***** Texto extraído *****
Las semanas que siguieron resultaron decisivas para la eliminación de la oposición organizada de izquierdas y para el sometimiento de las restantes organizaciones políticas no nazis. Después de las elecciones del 5 de marzo (en las que el NSDAP consiguió el 43,9 por 100 de los votos y sus socios nacionalistas un 8 por 100 adicional), la toma del poder en los Länder por parte de los nazis trajo consigo un drástico aumento de la violencia en los estados que no habían caído bajo su control. En cárceles y campos precipitadamente montados y dirigidos por la SA, se llevaron a cabo torturas, palizas y asesinatos de innumerables opositores políticos. Aunque, para apaciguar la opinión de los conservadores en Alemania y en el exterior, Hitler hizo un llamamiento público a la SA para que dejara de importunar a los individuos y de perturbar la actividad económica, animó a la vez abiertamente al «exterminio del marxismo» y, entre bastidores, su reacción ante las débiles protestas de los conservadores rezumaba desprecio y cólera115.
El 20 de marzo, el presidente de la policía de Munich, Himmler, anunció la instalación del primer campo de concentración cerca de Dachau. Fueron surgiendo campos similares en muchas partes de Alemania para el confinamiento de los presos políticos, en su mayor parte comunistas y socialistas. El 23 de marzo, fecha de la reunión del Reichstag, Hitler, que contaba con el apoyo del Partido Católico del Centro y la sola oposición valerosa del SPD, recibió la ley de Autorización, que permitía al Gobierno aprobar leyes sin tener que consultar al Reichstag y sin necesidad de obtener los decretos del presidente del Reich. En aquellos momentos, los diputados comunistas o bien estaban detenidos o bien habían huido, y el KPD se vio obligado a pasar a la oposición en la clandestinidad. No hubo nunca una ley que prohibiera al Partido Comunista, no hizo falta.
***** Registros proporcionados *****
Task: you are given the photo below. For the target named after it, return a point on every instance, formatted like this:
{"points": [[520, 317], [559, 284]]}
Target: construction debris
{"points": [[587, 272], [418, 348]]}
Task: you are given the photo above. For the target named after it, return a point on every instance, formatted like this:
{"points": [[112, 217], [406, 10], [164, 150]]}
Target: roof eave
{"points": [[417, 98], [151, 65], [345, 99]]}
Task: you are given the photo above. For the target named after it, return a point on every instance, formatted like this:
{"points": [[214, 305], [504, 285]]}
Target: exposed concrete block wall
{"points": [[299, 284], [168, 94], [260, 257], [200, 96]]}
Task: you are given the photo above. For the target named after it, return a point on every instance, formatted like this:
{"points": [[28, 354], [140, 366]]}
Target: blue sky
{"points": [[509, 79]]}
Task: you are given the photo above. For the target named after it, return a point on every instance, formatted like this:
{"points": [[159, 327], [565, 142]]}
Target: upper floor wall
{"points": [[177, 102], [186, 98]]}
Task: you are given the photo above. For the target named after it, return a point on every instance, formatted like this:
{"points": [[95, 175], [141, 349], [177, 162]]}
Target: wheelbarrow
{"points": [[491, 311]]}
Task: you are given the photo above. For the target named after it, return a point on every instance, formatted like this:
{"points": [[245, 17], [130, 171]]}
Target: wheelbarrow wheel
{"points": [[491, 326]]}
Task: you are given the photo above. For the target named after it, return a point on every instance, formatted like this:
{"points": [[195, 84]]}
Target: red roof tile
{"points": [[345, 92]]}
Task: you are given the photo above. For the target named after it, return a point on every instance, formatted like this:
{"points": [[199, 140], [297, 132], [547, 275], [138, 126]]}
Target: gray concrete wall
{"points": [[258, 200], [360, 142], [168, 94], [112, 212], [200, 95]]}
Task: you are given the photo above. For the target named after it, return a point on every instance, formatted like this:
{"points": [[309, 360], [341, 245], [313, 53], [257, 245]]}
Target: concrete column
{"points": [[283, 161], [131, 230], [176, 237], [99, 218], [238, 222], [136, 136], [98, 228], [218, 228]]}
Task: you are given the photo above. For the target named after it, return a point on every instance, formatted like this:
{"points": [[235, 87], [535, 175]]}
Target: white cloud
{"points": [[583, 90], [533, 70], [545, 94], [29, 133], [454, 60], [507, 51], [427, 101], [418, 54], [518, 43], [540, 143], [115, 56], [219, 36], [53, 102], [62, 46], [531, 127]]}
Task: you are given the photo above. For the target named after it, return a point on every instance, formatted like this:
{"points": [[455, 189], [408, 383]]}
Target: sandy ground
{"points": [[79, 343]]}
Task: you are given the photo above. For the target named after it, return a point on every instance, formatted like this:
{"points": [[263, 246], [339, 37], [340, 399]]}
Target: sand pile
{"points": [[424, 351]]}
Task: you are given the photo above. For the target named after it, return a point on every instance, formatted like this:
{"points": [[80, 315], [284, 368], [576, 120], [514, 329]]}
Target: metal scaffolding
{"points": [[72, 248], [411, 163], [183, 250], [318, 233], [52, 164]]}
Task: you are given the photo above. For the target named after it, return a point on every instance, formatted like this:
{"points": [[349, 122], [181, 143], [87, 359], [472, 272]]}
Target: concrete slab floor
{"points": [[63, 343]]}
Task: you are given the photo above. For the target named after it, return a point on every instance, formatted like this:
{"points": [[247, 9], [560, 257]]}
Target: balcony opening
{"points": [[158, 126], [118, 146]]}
*****
■ Requisitos del ejercicio
A. Según el texto sobre la toma del poder nazi, ¿qué porcentaje de los votos obtuvo el NSDAP en las elecciones del 5 de marzo?
B. Indica si cada afirmación concuerda con el texto sobre la toma del poder nazi y cita las palabras exactas que lo deciden: (i) Himmler anunció el 20 de marzo la instalación del primer campo de concentración cerca de Dachau. (ii) Se promulgó una ley que prohibía al Partido Comunista. (iii) El Partido Católico del Centro se opuso a la ley de Autorización.
C. Extrae literalmente del texto sobre la toma del poder nazi el pasaje que comienza con «El 20 de marzo, el» y continúa hasta «no hizo falta.», ambos incluidos.
Los registros constituyen un material aparte, sin relación con el texto sobre la toma del poder nazi.

■ Respuestas a consignas
A. El 43,9 por 100 de los votos.

B.
(i) Sí: «El 20 de marzo, el presidente de la policía de Munich, Himmler, anunció la instalación del primer campo de concentración cerca de Dachau.»
(ii) No: «No hubo nunca una ley que prohibiera al Partido Comunista, no hizo falta.»
(iii) No: «Hitler, que contaba con el apoyo del Partido Católico del Centro y la sola oposición valerosa del SPD, recibió la ley de Autorización»

C.
El 20 de marzo, el presidente de la policía de Munich, Himmler, anunció la instalación del primer campo de concentración cerca de Dachau. Fueron surgiendo campos similares en muchas partes de Alemania para el confinamiento de los presos políticos, en su mayor parte comunistas y socialistas. El 23 de marzo, fecha de la reunión del Reichstag, Hitler, que contaba con el apoyo del Partido Católico del Centro y la sola oposición valerosa del SPD, recibió la ley de Autorización, que permitía al Gobierno aprobar leyes sin tener que consultar al Reichstag y sin necesidad de obtener los decretos del presidente del Reich. En aquellos momentos, los diputados comunistas o bien estaban detenidos o bien habían huido, y el KPD se vio obligado a pasar a la oposición en la clandestinidad. No hubo nunca una ley que prohibiera al Partido Comunista, no hizo falta.